> WHAT IS REQUIRED:
Return the items word for word, from the line containing "Objective — drop one pin on each instance of the calm" through the end of the items, and leave the pictures out.

> EXCERPTED DATA:
===============

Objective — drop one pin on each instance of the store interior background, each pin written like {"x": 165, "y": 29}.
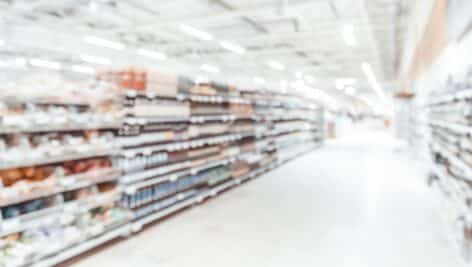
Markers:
{"x": 373, "y": 65}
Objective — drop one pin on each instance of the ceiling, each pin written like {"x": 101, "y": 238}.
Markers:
{"x": 304, "y": 36}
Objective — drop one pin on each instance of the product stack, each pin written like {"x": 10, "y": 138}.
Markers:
{"x": 58, "y": 184}
{"x": 77, "y": 173}
{"x": 450, "y": 120}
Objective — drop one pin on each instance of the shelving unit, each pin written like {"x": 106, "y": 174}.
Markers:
{"x": 158, "y": 153}
{"x": 450, "y": 131}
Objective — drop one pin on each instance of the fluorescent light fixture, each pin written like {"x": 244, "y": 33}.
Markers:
{"x": 341, "y": 83}
{"x": 151, "y": 54}
{"x": 350, "y": 90}
{"x": 195, "y": 32}
{"x": 259, "y": 80}
{"x": 310, "y": 79}
{"x": 96, "y": 60}
{"x": 367, "y": 101}
{"x": 210, "y": 68}
{"x": 276, "y": 65}
{"x": 201, "y": 79}
{"x": 104, "y": 43}
{"x": 367, "y": 69}
{"x": 233, "y": 47}
{"x": 348, "y": 34}
{"x": 19, "y": 61}
{"x": 283, "y": 85}
{"x": 42, "y": 63}
{"x": 83, "y": 69}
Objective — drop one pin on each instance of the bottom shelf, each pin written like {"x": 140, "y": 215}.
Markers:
{"x": 128, "y": 228}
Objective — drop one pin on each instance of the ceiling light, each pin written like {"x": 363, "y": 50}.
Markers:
{"x": 210, "y": 68}
{"x": 152, "y": 54}
{"x": 259, "y": 80}
{"x": 104, "y": 43}
{"x": 276, "y": 65}
{"x": 20, "y": 61}
{"x": 350, "y": 90}
{"x": 310, "y": 79}
{"x": 83, "y": 69}
{"x": 96, "y": 60}
{"x": 283, "y": 85}
{"x": 341, "y": 83}
{"x": 201, "y": 79}
{"x": 45, "y": 63}
{"x": 366, "y": 68}
{"x": 348, "y": 34}
{"x": 195, "y": 32}
{"x": 233, "y": 47}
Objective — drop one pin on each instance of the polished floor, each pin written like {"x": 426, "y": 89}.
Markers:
{"x": 358, "y": 201}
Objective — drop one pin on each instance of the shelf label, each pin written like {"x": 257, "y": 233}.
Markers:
{"x": 11, "y": 224}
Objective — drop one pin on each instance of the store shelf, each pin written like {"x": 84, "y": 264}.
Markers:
{"x": 199, "y": 142}
{"x": 141, "y": 182}
{"x": 55, "y": 213}
{"x": 459, "y": 128}
{"x": 62, "y": 184}
{"x": 79, "y": 153}
{"x": 59, "y": 128}
{"x": 454, "y": 160}
{"x": 83, "y": 247}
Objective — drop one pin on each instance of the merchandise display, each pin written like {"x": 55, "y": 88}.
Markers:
{"x": 85, "y": 167}
{"x": 448, "y": 115}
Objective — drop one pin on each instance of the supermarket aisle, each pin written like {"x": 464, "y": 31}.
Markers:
{"x": 355, "y": 202}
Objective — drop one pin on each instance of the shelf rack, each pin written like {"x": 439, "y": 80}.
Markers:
{"x": 243, "y": 155}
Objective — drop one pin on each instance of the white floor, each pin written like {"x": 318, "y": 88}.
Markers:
{"x": 358, "y": 201}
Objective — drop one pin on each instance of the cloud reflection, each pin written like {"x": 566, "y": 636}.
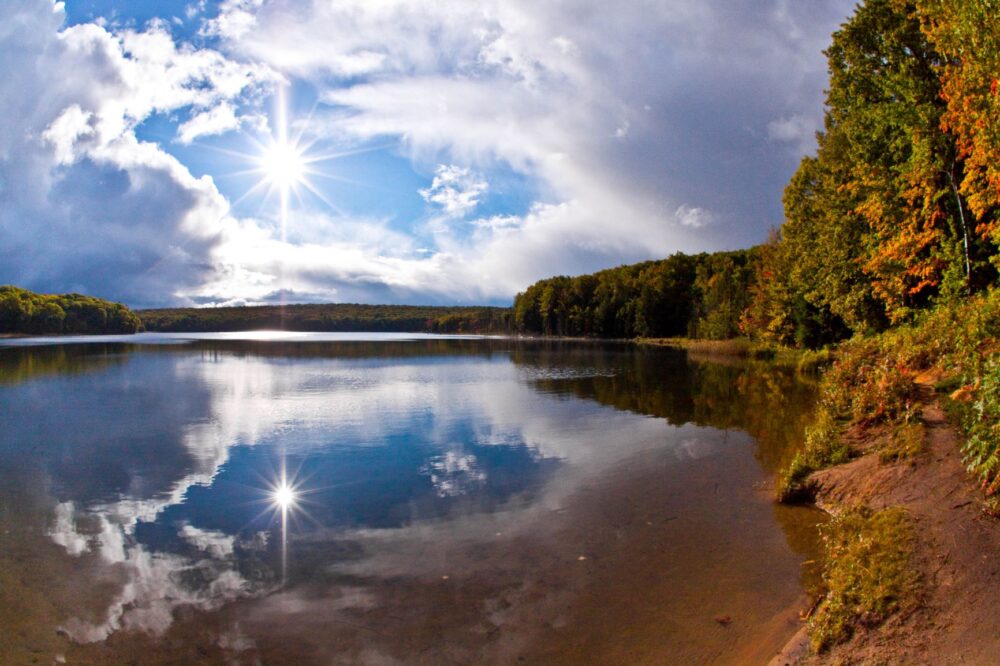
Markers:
{"x": 311, "y": 406}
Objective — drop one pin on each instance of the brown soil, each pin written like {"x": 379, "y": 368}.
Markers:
{"x": 956, "y": 550}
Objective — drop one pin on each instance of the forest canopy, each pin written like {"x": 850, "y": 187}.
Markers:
{"x": 23, "y": 311}
{"x": 897, "y": 211}
{"x": 331, "y": 317}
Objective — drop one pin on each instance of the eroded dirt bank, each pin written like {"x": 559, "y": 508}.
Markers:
{"x": 955, "y": 552}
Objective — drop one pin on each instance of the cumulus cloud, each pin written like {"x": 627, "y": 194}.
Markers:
{"x": 642, "y": 130}
{"x": 219, "y": 120}
{"x": 455, "y": 189}
{"x": 694, "y": 217}
{"x": 647, "y": 129}
{"x": 87, "y": 206}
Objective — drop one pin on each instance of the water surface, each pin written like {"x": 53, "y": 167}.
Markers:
{"x": 458, "y": 500}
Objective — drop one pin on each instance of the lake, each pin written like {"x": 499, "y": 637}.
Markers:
{"x": 447, "y": 500}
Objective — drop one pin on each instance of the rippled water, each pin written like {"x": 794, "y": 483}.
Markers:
{"x": 456, "y": 500}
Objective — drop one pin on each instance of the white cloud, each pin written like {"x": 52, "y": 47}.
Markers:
{"x": 455, "y": 189}
{"x": 617, "y": 122}
{"x": 693, "y": 217}
{"x": 218, "y": 120}
{"x": 86, "y": 206}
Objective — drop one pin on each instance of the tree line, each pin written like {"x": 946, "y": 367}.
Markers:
{"x": 896, "y": 212}
{"x": 23, "y": 311}
{"x": 334, "y": 317}
{"x": 698, "y": 296}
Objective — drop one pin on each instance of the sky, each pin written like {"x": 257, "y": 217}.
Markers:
{"x": 392, "y": 151}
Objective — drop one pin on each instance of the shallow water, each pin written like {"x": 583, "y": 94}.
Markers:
{"x": 456, "y": 501}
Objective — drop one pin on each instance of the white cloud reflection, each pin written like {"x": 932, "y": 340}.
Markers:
{"x": 308, "y": 404}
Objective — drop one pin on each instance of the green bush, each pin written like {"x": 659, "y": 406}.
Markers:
{"x": 867, "y": 574}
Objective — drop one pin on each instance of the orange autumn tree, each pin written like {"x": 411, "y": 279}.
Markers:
{"x": 967, "y": 34}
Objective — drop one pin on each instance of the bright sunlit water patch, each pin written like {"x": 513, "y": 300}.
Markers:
{"x": 343, "y": 490}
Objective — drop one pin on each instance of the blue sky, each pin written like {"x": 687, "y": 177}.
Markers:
{"x": 451, "y": 151}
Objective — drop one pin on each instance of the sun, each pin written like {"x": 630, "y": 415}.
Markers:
{"x": 283, "y": 165}
{"x": 283, "y": 496}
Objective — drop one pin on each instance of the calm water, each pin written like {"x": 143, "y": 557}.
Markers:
{"x": 457, "y": 501}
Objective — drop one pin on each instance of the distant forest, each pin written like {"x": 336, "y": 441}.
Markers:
{"x": 897, "y": 212}
{"x": 700, "y": 296}
{"x": 331, "y": 317}
{"x": 23, "y": 311}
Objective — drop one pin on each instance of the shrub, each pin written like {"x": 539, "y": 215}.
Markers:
{"x": 867, "y": 574}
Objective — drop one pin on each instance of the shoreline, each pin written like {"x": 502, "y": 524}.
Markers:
{"x": 951, "y": 620}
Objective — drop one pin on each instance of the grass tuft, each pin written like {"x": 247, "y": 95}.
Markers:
{"x": 868, "y": 574}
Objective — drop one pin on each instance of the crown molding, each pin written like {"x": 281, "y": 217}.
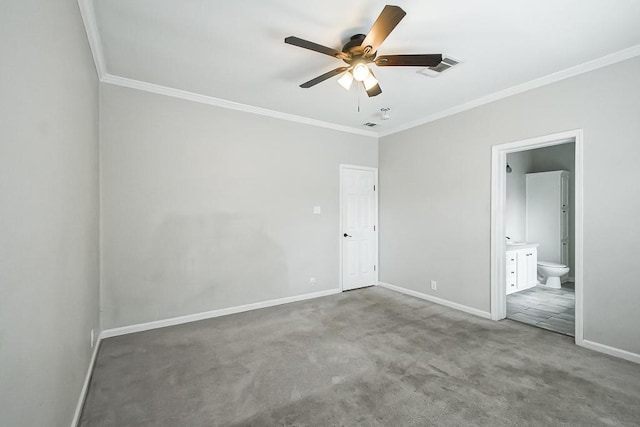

===============

> COMPLETED EXERCISE:
Objective — drop one pin on each instance of the calm water, each pin written like {"x": 143, "y": 557}.
Markers:
{"x": 457, "y": 501}
Objective — drop one pin on each instance of the distant forest, each pin written like {"x": 336, "y": 441}.
Markers:
{"x": 897, "y": 212}
{"x": 700, "y": 296}
{"x": 331, "y": 317}
{"x": 23, "y": 311}
Objective — drop one pin on each instance of the shrub, each pin written like {"x": 539, "y": 215}.
Markers:
{"x": 867, "y": 574}
Objective — drop one pin on each instance of the shoreline, each pin written like {"x": 502, "y": 524}.
Markers:
{"x": 951, "y": 620}
Objective — drop one pin on each instance of the grass tuft, each pin written like {"x": 247, "y": 95}.
Markers:
{"x": 868, "y": 574}
Objective — drop one pin on each instance of the crown molding, each pin written like {"x": 281, "y": 217}.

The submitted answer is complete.